#### Excerpted text:

• • • • •

Coleridge-Initiative / RCPublications

Creative Commons Zero v1.0 Universal
1 stars 1 forks source link

feedback: USDA needs to add "ARMS" dataset #194

Open ceteri opened 4 years ago

ceteri commented 4 years ago

Updates from Julia -- good to reassign among others on the team:

USDA needs us to add the "ARMS" dataset for their review in mid-March:

Wwe'll need to research which publications are linked. I've checked a few sources already and that looks reasonably rich. Here are several hundred candidates for Agricultural Resource Management Survey full-text search:

ernestogimeno commented 4 years ago

@andrewhnorris already added "ARMS" dataset in datasets.json.

As a starting point, I'm creating a datadrop using "USDA Agricultural Resource Management Survey" as search term -which returns ~140 unique titles- and breaking it down into 5 chunks of work, to do it in parallel.

ernestogimeno commented 4 years ago

@ceteri I realized that the federated search script does not includes journal in the datadrop, so that information is not included in the new partitions.

  1. Should I fix that in federated search?

• • • • •

#### Problem set:
(a) Restate more briefly the paragraph of the ARMS dataset thread that begins "As a starting point," keeping its main facts.
(b) Render this sentence from the ARMS dataset thread in Spanish: '@andrewhnorris already added "ARMS" dataset in datasets.json.'
(c) Reproduce verbatim the portion of the ARMS dataset thread starting with "Wwe'll need to" and going on through "it in parallel.".
Draw only on the ARMS dataset thread above.

• • • • •

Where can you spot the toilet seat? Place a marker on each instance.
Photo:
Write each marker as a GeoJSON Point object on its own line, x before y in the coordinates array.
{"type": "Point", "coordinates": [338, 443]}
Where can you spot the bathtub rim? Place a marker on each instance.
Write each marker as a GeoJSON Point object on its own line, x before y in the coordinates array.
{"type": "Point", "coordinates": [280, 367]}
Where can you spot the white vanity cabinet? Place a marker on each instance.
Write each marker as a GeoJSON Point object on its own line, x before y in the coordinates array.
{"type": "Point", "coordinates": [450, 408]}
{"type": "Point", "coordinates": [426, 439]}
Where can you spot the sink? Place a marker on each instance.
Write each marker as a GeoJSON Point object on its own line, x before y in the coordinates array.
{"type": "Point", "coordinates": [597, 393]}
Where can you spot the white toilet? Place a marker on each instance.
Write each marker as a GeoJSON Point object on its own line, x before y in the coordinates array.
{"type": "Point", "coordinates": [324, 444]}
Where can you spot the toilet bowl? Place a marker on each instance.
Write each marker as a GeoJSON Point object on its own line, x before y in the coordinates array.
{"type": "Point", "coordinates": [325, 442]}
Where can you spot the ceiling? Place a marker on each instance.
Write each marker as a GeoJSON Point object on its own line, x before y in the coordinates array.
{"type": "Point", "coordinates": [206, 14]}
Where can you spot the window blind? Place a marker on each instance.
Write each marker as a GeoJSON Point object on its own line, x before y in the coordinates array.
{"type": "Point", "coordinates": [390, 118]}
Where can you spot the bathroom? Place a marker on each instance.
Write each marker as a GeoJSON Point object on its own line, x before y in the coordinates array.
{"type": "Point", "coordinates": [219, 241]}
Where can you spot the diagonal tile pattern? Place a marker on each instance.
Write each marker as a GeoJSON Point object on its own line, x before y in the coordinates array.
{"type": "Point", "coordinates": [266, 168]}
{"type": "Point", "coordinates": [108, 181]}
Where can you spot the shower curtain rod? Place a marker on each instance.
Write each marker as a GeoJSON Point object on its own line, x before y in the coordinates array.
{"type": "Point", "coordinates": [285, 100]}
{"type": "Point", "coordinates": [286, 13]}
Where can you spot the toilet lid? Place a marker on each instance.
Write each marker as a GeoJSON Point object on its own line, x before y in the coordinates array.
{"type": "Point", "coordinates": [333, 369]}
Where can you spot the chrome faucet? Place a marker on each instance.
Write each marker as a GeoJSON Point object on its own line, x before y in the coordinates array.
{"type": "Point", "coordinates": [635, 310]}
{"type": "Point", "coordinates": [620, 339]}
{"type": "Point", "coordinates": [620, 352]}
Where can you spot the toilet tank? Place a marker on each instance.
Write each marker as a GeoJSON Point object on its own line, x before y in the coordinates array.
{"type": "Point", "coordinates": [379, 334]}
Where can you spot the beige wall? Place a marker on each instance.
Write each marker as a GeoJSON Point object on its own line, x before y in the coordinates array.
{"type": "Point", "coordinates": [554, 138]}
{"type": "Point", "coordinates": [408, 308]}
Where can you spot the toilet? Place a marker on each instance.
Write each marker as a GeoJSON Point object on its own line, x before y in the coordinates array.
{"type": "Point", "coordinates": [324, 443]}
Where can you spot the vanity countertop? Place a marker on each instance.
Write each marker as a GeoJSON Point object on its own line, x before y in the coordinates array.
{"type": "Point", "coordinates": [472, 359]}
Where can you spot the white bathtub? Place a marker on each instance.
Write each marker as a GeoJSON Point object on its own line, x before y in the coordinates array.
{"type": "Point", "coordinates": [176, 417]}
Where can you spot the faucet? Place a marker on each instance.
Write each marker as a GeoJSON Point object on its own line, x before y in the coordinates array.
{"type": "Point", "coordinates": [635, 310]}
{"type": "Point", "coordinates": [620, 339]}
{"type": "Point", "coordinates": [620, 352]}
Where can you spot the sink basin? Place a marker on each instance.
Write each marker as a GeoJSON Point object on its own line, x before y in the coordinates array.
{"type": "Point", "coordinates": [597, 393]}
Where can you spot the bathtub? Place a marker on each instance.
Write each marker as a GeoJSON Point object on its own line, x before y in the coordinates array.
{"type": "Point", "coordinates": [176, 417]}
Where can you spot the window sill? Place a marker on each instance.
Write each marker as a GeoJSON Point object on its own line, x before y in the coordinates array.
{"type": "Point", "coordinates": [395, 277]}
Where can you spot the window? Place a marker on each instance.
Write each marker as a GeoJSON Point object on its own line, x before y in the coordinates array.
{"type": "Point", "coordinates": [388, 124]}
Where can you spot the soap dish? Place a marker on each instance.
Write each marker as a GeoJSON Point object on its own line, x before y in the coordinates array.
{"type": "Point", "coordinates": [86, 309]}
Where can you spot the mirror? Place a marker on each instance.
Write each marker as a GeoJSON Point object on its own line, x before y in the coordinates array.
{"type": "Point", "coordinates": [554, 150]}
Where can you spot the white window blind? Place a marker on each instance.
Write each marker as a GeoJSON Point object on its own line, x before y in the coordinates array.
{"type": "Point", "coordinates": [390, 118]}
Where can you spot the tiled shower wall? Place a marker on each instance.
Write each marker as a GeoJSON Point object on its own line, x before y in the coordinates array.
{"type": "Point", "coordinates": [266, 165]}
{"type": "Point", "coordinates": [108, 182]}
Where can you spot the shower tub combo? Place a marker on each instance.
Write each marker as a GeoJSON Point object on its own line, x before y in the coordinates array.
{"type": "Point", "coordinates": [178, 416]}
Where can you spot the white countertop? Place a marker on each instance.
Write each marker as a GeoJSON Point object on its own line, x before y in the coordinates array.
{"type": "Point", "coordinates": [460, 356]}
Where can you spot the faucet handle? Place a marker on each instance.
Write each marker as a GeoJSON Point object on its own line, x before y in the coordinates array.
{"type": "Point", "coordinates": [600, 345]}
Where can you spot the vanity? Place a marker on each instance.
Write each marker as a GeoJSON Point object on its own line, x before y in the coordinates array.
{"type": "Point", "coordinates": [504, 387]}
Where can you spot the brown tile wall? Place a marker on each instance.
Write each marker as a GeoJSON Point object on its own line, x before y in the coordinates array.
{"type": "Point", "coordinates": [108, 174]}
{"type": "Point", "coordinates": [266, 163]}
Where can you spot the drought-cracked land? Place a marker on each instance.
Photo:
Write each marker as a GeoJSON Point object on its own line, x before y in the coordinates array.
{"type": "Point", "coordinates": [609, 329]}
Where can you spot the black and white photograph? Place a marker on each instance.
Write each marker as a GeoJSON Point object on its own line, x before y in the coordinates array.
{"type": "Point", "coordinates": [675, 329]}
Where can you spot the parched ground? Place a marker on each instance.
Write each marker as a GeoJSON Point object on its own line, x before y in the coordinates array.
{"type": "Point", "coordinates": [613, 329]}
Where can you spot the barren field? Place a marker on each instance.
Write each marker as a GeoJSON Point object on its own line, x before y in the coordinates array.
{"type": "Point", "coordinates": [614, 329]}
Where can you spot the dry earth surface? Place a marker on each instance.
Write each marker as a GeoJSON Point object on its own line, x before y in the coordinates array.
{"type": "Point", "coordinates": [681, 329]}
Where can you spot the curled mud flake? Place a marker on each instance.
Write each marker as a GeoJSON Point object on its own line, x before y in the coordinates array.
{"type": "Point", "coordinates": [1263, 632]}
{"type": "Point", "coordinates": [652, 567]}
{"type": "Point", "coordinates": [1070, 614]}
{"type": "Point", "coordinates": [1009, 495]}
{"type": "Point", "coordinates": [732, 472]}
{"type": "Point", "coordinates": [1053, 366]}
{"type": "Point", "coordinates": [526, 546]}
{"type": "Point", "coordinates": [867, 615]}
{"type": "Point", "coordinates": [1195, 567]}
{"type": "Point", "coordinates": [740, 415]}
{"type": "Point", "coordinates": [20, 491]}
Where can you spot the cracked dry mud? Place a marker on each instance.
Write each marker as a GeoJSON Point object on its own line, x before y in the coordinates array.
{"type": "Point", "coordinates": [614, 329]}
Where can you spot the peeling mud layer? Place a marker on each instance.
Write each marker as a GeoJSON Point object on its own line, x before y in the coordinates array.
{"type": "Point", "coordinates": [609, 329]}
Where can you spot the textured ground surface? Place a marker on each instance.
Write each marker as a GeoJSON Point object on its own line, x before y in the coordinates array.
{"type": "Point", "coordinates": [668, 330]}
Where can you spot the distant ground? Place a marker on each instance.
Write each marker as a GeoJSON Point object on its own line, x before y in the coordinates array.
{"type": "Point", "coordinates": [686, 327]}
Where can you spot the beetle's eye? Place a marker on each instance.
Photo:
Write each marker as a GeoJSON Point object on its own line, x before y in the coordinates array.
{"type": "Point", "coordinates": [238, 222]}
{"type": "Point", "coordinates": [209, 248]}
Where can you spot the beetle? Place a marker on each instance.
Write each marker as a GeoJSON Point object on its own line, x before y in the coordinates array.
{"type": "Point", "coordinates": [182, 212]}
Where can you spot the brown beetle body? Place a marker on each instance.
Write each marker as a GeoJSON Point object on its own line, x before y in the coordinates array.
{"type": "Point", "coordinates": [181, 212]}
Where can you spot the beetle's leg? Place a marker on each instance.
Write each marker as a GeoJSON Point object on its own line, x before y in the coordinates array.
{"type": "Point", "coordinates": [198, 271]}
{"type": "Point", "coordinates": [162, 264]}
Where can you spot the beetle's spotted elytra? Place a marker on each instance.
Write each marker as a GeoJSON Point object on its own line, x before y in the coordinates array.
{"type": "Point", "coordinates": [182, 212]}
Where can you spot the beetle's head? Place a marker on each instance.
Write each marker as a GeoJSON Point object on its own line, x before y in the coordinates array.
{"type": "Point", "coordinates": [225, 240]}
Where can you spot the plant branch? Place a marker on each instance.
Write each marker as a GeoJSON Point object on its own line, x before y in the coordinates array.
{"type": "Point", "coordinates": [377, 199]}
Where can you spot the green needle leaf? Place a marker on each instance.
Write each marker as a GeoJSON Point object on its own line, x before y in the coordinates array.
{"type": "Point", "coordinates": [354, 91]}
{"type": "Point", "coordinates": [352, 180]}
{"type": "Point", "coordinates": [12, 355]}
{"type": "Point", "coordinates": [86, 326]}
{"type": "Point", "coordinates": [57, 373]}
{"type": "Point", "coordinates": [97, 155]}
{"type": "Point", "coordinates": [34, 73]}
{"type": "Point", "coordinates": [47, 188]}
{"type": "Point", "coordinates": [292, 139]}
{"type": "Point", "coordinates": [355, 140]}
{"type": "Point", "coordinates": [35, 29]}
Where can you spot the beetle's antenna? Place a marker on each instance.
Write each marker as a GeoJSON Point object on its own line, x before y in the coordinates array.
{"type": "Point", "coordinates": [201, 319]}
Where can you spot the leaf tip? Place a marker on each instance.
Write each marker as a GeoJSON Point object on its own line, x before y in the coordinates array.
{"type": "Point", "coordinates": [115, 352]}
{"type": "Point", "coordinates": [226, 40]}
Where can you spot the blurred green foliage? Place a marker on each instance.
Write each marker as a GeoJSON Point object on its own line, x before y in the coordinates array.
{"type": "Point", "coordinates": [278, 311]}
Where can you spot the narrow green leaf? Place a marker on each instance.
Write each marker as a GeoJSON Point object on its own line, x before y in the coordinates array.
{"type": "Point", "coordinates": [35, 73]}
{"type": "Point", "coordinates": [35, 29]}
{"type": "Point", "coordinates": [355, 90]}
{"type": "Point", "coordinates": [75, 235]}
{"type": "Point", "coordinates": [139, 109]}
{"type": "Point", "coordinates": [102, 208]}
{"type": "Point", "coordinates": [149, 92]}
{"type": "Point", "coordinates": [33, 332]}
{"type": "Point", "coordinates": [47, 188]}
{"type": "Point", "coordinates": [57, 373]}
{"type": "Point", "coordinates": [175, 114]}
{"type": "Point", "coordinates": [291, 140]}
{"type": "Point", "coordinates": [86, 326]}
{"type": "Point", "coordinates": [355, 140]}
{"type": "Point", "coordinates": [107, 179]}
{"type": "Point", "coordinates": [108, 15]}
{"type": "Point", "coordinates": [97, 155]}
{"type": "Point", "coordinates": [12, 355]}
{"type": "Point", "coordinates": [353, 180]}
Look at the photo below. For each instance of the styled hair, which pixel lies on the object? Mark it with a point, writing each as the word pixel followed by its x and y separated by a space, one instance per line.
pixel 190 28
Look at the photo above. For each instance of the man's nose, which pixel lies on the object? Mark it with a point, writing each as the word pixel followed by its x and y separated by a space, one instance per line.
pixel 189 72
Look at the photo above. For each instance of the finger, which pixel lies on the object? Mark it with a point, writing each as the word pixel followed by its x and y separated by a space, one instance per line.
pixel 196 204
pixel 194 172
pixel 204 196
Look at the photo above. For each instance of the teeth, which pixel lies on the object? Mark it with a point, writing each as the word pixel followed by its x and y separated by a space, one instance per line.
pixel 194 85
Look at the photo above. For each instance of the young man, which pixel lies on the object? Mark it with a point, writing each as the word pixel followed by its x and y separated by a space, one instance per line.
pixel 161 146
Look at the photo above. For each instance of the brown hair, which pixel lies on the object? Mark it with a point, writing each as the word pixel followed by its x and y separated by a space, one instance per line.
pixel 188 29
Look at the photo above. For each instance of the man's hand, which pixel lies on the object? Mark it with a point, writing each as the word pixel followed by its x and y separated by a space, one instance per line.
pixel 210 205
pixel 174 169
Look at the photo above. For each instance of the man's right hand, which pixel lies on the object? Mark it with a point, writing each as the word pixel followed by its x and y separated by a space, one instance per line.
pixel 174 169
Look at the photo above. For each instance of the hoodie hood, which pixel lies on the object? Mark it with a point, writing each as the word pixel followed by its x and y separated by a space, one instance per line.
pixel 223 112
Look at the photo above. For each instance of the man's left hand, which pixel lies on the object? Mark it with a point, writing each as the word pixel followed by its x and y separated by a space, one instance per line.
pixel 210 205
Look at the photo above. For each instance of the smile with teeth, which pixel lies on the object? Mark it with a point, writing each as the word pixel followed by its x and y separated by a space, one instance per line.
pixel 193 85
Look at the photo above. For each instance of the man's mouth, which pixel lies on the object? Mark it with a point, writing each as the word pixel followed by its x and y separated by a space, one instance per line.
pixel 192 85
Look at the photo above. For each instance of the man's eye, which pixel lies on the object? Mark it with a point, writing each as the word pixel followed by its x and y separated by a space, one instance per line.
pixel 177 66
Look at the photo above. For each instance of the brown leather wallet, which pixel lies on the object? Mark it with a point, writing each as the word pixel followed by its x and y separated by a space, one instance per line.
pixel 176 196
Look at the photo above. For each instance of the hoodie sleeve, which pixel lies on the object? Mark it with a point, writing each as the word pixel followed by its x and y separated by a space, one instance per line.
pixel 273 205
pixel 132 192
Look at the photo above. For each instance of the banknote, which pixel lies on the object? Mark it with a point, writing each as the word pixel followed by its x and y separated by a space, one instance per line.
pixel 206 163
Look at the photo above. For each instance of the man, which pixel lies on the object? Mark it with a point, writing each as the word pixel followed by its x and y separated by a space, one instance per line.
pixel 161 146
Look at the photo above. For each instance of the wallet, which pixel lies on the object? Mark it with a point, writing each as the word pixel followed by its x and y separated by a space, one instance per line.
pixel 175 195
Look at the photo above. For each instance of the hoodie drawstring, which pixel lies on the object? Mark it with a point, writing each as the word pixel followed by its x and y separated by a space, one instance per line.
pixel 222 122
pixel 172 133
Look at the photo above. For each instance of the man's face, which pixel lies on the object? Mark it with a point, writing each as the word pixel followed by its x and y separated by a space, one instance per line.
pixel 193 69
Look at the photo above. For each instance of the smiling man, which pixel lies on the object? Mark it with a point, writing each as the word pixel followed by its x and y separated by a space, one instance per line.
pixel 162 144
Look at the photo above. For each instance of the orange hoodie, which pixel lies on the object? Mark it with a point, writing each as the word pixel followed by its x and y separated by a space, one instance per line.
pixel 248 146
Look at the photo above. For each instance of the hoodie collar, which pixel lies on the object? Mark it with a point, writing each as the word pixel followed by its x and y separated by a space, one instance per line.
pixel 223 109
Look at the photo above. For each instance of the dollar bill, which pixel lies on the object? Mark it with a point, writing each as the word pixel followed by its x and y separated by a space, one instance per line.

• • • • •

#### Answers provided:
(a) As a first step, a datadrop is being built with the search term "USDA Agricultural Resource Management Survey," which returns about 140 unique titles. It is split into five chunks so the work can proceed in parallel.

(b) @andrewhnorris ya agregó el conjunto de datos "ARMS" en datasets.json.

(c)
Wwe'll need to research which publications are linked. I've checked a few sources already and that looks reasonably rich. Here are several hundred candidates for Agricultural Resource Management Survey full-text search:

ernestogimeno commented 4 years ago

@andrewhnorris already added "ARMS" dataset in datasets.json.

As a starting point, I'm creating a datadrop using "USDA Agricultural Resource Management Survey" as search term -which returns ~140 unique titles- and breaking it down into 5 chunks of work, to do it in parallel.